• [ACTIVITY A]:
Under the corporate tax reform described in the passage on Kaplan's proposals, which companies would pay lower rates?
• [ACTIVITY B]:
Please continue the passage on Kaplan and automation, picking up after its final sentence.

• [GIVEN PASSAGE]:
▬▬▬▬▬▬

Job mortgages and ownership reform. Kaplan refused to leave his diagnosis at the level of complaint. His first concrete proposal—the job mortgage—finances retraining for displaced workers through instruments in which repayment scales with future earnings, aligning the incentives of lenders, employers, and workers in a way that existing financial infrastructure cannot. His second proposal reforms corporate taxation to make tax rates progressive with respect to ownership concentration: companies whose shares are widely held would pay lower rates, giving the entire economy a structural incentive to broaden rather than concentrate the ownership of productive capital. Both proposals are explicitly market mechanisms rather than redistribution—attempts to redesign the rules so the market’s natural operation produces a more broadly shared result.
The deepest question. Beneath the economics lies a question Kaplan approaches obliquely but never lets go: what are human beings for in a world where machines can do the work? Work has been the primary source of meaning, structure, and self-respect for most people across most of history. A society that solves the economic problem of automation—that finds some way to distribute the abundance the machines create—still faces the harder problem of what people are to do with themselves when their labor is no longer needed. Kaplan gestures toward an answer that his framework cannot fully supply: if the machines free us from necessity, the question of what humans are for becomes a question of what we would choose to do if we were free, which is at once terrifying and exhilarating, and which is, almost certainly, the question the AI transition is actually asking of us.

▬▬▬▬▬▬

• [EXTRACTED DATA]:
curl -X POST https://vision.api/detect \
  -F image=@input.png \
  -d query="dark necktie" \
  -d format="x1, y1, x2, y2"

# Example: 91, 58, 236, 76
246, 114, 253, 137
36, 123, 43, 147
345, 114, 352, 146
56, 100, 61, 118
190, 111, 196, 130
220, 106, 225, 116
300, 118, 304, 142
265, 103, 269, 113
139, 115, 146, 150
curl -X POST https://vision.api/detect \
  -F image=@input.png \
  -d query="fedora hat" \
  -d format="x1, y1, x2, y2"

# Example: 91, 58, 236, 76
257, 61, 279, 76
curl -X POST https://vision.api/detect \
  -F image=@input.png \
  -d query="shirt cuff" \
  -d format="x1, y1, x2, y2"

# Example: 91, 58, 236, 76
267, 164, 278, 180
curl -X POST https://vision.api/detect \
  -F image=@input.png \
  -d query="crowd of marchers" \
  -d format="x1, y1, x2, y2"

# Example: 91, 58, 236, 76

▬▬▬▬▬▬

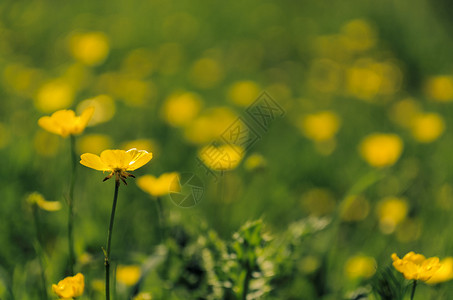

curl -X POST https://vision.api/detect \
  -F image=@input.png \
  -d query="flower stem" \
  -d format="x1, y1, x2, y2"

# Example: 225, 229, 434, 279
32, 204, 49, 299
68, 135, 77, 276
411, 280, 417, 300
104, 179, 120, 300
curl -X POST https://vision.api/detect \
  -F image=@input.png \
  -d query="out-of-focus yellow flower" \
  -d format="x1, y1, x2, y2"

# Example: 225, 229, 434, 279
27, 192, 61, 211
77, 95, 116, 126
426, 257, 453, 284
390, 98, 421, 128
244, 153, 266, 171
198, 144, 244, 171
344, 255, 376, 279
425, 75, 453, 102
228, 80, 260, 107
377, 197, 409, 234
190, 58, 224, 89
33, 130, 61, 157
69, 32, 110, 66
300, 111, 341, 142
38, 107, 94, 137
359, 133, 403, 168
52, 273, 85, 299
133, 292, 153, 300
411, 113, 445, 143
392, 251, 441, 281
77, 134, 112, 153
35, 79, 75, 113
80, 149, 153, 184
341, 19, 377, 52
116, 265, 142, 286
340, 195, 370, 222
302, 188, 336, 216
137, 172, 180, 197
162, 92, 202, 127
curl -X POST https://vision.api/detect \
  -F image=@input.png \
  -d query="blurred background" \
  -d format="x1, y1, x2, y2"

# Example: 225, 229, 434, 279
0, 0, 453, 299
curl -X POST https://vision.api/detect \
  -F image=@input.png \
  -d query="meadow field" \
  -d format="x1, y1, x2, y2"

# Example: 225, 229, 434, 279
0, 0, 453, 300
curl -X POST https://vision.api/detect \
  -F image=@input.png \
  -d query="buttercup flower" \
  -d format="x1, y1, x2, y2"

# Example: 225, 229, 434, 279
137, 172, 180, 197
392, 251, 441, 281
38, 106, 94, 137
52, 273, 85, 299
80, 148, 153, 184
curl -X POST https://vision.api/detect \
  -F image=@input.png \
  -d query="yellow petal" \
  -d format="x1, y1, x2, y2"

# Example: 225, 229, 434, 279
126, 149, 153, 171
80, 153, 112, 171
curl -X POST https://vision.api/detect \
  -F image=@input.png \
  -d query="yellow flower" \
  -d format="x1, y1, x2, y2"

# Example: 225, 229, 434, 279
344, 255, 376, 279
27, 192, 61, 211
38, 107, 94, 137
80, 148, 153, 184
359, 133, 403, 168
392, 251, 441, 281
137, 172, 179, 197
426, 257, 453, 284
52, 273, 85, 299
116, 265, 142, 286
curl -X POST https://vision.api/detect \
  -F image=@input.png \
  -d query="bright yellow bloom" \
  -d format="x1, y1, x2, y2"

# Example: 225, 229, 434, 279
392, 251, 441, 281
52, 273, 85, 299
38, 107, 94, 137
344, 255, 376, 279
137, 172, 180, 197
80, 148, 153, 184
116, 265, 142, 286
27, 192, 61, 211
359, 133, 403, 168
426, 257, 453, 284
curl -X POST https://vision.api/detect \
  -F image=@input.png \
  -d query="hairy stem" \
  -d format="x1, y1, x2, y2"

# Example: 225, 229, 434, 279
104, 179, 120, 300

▬▬▬▬▬▬

• [EXERCISE ANSWER A]:
Companies whose shares are widely held.

• [EXERCISE ANSWER B]:
The central debate in Kaplan’s work is whether the historical record of automation—which has always, in the long run, created more jobs than it destroyed—guarantees the future. Optimists note that previous waves of technological unemployment resolved themselves through the emergence of new categories of work, and that the relevant question is not how many jobs but how good. Kaplan’s response is careful rather than dismissive: he accepts the history but questions its sufficiency as a prediction, because the speed of the current displacement may outrun the speed at which new categories emerge, and because the division of gains between capital and labor may shift even when aggregate employment holds. His taxonomy of synthetic intellects and forged laborers cuts across the standard blue-collar/white-collar divide in a way that makes the optimist’s comfort harder to sustain: if both cognitive and physical labor are simultaneously vulnerable, the refuge of the knowledge worker is no safer than the refuge of the factory floor. A second controversy surrounds his legal proposals for treating sufficiently autonomous systems as moral agents capable of holding licenses and bearing responsibility. Critics argue that assigning responsibility to a machine that cannot fear consequences is incoherent. Kaplan’s counter is that coherence is not the standard—usefulness is—and that the alternative, a responsibility gap in which no entity answers for what an autonomous system produces, is far more dangerous than the philosophical awkwardness of the solution. Joel Mokyr reaches a complementary diagnosis through economic history: the distributional failure is real, institutional lag is predictable, and only deliberate institutional construction—not the market alone—can close the gap.